PAGE EXTRACT: Begin

When the Prairie Correctional Facility shuts down Feb. 2, this town of about 2,600 will lose its largest employer, a major institution in Southwestern Minnesota.
The prison on the south side of Appleton employs 120, down from a high of nearly 400 people in better days as the number of workers though has dwindled along with the inmate population.
Built for nearly 1700 prisoners, the prison now houses only about 200 in various pods. Each is self contained jail unit, holding about 50 prisoners. As each bus load of inmates is moved out of the prison and returned to their home state, the remaining inmates are moved into a shrinking number of operational pods.
"We've pretty much got everything closed down but one side," Assistant Warden Barb Seidl said recently while walking through nearly empty hallways. "We close one pod or one unit at a time when we have the space to consolidate."
The facility is owned by the nation's largest private prison company, Corrections Corporation of America. State governments from around the country have signed contacts to send Prairie Correctional Facility to house inmates, Warden Tim Wengler said.
But for a variety of reasons, those contracts lately are hard to find.

PAGE EXTRACT: End
RECORD EXCERPTS: Begin

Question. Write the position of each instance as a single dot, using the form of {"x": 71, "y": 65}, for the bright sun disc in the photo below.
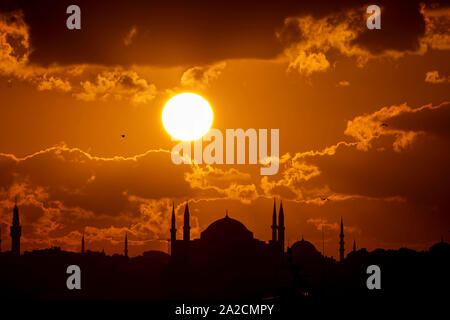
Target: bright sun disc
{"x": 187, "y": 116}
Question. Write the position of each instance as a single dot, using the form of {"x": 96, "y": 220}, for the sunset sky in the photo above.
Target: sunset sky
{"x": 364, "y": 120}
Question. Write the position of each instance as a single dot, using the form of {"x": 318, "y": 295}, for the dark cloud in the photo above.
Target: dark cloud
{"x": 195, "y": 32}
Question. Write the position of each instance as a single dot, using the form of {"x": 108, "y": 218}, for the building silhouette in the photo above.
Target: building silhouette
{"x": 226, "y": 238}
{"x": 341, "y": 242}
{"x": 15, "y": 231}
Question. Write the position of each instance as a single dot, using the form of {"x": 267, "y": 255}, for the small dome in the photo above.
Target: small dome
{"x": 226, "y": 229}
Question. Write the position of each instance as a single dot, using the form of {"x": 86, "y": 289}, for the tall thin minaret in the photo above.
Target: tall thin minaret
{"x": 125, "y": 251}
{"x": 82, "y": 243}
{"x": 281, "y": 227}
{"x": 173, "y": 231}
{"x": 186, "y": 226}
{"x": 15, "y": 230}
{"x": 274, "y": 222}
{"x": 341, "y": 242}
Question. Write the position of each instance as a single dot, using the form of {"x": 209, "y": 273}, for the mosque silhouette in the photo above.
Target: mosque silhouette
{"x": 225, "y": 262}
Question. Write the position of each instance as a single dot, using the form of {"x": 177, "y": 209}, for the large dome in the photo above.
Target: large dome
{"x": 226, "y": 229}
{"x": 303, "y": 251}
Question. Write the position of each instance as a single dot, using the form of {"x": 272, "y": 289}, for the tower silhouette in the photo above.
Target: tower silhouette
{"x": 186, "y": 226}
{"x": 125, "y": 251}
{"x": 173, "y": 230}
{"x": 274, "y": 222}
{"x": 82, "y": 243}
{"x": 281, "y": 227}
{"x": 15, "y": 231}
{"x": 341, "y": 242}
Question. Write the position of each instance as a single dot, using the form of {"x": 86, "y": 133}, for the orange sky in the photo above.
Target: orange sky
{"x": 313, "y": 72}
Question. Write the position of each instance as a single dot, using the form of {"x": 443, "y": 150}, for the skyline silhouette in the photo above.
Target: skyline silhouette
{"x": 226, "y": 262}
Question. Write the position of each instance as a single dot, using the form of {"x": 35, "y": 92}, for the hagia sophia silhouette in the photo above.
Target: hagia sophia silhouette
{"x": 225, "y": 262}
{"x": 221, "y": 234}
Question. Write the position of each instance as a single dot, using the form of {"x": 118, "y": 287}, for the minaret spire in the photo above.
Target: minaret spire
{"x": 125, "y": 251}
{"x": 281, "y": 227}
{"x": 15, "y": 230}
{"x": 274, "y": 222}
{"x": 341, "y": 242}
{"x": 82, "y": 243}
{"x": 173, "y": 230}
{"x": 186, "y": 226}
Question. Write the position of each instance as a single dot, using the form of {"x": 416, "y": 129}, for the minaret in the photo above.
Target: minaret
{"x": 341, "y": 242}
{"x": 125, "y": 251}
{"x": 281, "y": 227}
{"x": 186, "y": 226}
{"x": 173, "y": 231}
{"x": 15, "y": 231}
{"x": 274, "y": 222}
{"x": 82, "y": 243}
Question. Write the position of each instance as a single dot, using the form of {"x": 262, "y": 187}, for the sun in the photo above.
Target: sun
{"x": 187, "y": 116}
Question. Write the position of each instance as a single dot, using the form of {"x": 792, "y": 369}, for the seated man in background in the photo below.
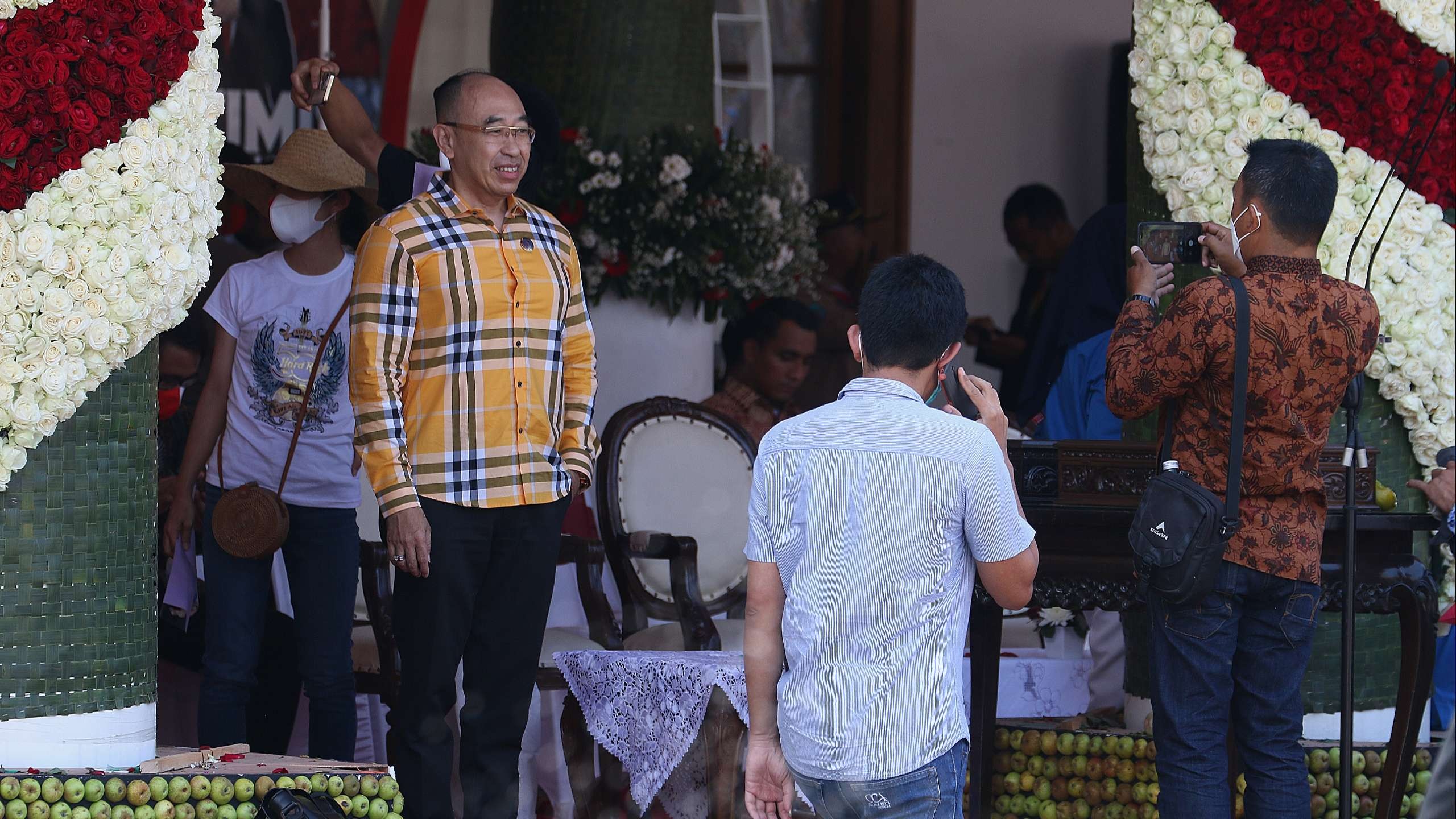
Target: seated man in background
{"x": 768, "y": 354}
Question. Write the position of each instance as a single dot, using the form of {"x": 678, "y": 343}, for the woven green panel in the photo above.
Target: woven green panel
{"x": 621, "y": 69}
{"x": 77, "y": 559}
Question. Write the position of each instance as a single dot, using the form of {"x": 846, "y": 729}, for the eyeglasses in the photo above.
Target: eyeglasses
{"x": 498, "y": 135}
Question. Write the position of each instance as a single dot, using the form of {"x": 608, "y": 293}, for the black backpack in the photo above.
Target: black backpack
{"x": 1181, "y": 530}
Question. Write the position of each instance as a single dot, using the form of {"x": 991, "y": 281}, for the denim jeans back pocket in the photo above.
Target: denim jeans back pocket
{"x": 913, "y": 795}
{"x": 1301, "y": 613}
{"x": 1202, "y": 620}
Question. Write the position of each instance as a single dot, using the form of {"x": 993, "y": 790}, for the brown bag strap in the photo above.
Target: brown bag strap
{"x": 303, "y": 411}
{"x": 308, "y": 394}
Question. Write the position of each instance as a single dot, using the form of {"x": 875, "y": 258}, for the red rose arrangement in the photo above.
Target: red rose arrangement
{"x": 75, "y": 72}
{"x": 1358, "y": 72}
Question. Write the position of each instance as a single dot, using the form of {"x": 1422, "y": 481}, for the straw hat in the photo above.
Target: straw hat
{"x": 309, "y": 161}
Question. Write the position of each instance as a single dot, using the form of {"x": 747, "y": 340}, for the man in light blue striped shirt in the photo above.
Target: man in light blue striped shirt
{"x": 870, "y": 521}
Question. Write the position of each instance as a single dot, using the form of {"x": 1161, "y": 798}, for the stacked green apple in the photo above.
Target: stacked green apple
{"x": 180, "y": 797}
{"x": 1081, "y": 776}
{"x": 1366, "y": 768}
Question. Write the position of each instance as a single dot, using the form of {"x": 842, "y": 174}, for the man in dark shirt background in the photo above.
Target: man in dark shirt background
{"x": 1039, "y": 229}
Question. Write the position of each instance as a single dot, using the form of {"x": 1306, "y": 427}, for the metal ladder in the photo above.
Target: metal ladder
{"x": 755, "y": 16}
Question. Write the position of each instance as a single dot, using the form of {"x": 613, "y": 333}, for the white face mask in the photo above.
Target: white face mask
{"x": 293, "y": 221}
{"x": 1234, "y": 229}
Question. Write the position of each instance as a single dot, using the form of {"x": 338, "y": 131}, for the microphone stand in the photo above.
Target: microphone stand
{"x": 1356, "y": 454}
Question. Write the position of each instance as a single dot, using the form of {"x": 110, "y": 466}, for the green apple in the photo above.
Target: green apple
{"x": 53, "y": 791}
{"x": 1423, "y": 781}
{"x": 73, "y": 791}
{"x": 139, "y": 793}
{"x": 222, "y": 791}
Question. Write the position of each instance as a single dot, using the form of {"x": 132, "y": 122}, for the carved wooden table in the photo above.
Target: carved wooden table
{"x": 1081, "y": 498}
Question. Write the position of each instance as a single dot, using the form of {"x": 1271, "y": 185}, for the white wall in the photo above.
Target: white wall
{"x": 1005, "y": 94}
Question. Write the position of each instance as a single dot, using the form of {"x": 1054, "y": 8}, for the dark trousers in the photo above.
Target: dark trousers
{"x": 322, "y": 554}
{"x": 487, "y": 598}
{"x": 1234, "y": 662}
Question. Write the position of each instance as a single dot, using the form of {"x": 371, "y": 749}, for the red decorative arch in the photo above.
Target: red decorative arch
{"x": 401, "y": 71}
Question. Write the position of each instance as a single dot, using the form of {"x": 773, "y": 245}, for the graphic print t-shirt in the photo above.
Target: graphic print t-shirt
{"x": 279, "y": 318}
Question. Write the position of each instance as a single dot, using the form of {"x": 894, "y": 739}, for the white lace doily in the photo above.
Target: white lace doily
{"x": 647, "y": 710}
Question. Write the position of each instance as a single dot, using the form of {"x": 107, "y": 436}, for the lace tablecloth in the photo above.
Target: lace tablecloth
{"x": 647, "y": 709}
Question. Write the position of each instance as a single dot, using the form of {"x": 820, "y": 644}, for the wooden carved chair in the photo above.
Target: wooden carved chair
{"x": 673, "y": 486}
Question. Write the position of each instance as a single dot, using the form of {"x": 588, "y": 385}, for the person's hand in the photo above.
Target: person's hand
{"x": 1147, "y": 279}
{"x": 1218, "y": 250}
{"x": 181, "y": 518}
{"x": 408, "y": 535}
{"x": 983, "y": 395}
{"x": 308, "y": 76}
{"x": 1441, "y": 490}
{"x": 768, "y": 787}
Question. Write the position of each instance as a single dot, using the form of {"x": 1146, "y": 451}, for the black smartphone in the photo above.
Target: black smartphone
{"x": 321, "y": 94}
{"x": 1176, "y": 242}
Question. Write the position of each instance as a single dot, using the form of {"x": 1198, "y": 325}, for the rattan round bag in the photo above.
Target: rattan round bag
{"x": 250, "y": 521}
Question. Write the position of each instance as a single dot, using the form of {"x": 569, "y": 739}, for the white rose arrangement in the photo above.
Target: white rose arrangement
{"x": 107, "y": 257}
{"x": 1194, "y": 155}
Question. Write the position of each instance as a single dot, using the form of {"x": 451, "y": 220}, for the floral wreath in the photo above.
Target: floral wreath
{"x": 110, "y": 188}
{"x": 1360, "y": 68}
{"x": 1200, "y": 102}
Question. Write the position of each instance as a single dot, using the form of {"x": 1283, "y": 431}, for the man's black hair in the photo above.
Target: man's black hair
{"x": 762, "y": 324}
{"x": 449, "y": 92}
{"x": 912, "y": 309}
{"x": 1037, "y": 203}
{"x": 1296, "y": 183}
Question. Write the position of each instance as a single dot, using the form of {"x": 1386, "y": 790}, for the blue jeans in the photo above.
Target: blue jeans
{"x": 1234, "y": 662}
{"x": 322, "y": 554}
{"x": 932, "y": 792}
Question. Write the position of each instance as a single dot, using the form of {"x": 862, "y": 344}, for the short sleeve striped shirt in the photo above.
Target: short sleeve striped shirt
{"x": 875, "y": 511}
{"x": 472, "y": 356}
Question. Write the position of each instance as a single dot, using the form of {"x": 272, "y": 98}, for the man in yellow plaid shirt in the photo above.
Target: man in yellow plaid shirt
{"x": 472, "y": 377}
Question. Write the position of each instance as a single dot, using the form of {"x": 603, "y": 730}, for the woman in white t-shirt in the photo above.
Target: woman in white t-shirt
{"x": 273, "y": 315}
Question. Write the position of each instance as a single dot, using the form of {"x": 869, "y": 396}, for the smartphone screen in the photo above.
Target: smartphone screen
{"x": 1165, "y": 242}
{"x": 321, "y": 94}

RECORD EXCERPTS: End

**TASKS**
1. Reproduce part of the article on the Appleton prison closing. Begin at the words "The prison on" and stop after "the inmate population.".
2. Summarize the article on the Appleton prison closing in two sentences.

**EXERCISE RESPONSES**
1.
The prison on the south side of Appleton employs 120, down from a high of nearly 400 people in better days as the number of workers though has dwindled along with the inmate population.

2. The Prairie Correctional Facility in Appleton, a town of about 2,600, shuts down Feb. 2, taking away the town's largest employer, which now employs 120 people, down from nearly 400 at its high. Built for nearly 1,700 prisoners and owned by Corrections Corporation of America, the prison now houses about 200, who are moved into fewer operational pods as busloads of inmates are returned to their home states.